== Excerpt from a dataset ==

★ ★ ★ ★

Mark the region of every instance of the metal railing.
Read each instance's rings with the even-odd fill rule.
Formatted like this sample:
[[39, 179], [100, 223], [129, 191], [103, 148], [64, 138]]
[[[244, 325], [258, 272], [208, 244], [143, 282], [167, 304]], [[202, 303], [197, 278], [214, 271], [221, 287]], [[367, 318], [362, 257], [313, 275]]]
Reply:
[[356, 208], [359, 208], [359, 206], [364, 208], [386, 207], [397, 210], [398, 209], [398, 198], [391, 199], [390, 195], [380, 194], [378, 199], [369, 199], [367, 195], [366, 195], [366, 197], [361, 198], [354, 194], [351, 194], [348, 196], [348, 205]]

★ ★ ★ ★

Rewrite the listing above as a numbered list, one line per item, leaving out any blank lines.

== Result of this exercise ==
1. Mark the region of every instance of the metal railing.
2. Read each instance's rings with the even-odd fill rule.
3. Formatted like this sample:
4. [[39, 179], [100, 223], [129, 191], [103, 148], [64, 138]]
5. [[[244, 325], [258, 272], [208, 244], [143, 282], [167, 304]], [[202, 303], [197, 278], [214, 271], [221, 287]], [[367, 318], [362, 257], [313, 275]]]
6. Reply:
7. [[356, 208], [359, 208], [359, 206], [364, 208], [386, 207], [397, 210], [398, 209], [398, 198], [391, 199], [390, 195], [380, 194], [378, 199], [369, 199], [367, 195], [366, 195], [366, 197], [361, 198], [354, 194], [351, 194], [348, 196], [348, 205]]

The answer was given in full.